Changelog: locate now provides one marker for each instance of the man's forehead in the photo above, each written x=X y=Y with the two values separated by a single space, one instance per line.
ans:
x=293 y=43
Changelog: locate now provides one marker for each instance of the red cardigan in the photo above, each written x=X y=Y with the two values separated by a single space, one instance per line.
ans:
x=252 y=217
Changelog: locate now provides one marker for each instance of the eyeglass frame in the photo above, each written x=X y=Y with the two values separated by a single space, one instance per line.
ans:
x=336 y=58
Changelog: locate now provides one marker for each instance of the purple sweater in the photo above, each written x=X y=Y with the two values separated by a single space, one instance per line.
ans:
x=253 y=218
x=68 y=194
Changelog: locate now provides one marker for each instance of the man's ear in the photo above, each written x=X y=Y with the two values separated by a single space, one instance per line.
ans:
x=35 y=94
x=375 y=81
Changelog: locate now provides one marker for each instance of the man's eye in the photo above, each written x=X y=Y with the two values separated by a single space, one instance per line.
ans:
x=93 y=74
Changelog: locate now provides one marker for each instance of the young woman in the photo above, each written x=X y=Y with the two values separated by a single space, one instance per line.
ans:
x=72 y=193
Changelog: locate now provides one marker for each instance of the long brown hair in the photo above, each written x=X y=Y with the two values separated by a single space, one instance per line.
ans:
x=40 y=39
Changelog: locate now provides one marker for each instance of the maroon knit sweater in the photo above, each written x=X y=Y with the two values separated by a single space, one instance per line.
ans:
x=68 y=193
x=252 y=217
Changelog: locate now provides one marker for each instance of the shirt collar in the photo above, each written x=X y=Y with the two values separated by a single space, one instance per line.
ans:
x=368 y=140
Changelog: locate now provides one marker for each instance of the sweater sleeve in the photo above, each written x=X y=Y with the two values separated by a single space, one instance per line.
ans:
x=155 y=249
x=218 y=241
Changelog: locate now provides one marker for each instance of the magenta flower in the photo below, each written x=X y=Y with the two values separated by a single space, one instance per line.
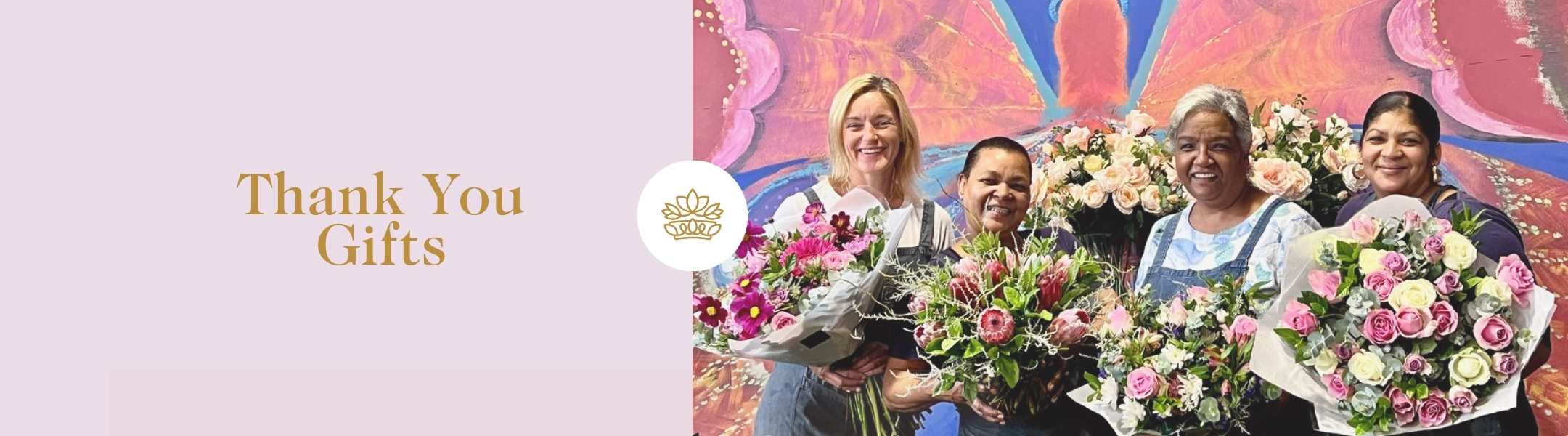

REQUIRED WORK |
Exact copy, no pictures: please print the data above once more.

OUTPUT FOR THIS EXERCISE |
Changelog: locate now provides one marker for each instance of the man's forehead in the photo above, each written x=X y=Y with the two values separated by a single space, one instance per line.
ans:
x=293 y=43
Changelog: locate now provides one marker for each instance of the red cardigan in the photo above, each written x=X y=Y with the two values separated by a single space, one instance per line.
ans:
x=252 y=217
Changelog: locate now provides one marker for each instance of the eyeglass frame in the photo above, each written x=X y=Y with the two values separated by a single space, one instance per line.
ans:
x=336 y=58
Changelog: locate now provides one marker for each instance of the purple sweater in the photo above, each written x=X y=Y with the two values separated by a single space, one instance per line.
ans:
x=253 y=218
x=68 y=194
Changelog: locate now provides one marker for each instance of the man's ear in the photo above, each written x=X y=Y with the two values separated by a single space, one instance per line.
ans:
x=35 y=94
x=375 y=81
Changelog: locate now provides one marker for each instance of the man's eye in the photo above, each written x=X y=Y with the two values separated by a single space, one instance per line.
ans:
x=93 y=74
Changelog: locate now provides one marker for each instance of the young woman in the photo above, each written x=X y=Y with the two values separated by a single space, one instance per line.
ans:
x=72 y=193
Changelog: locate now provides one marker for each instance of the long brown hair in the photo above, each written x=X y=Y with the two values separated by a single space, one instance per line.
ans:
x=40 y=39
Changelog: locate now provides one marker for each instance of the maroon knit sweater in the photo above, each written x=X y=Y with the two values separated by a single space, one instance per line.
ans:
x=68 y=193
x=252 y=217
Changelog: locate now provides one marker for each instance of the shirt collar in the photo above, each written x=X y=Y with the two values separated by a single space, one instance per line.
ans:
x=368 y=140
Changelog: locate now provides one marker for each instance of the sweater sleeve in the photo above, each written x=X y=Y with the two values separated by a single space, one instance per line.
ans:
x=155 y=249
x=218 y=241
Changelog: locate now provides one marker for each instance of the magenta flower in the photo below, each written x=X y=Y with the two values separated by a single space, one instance per line.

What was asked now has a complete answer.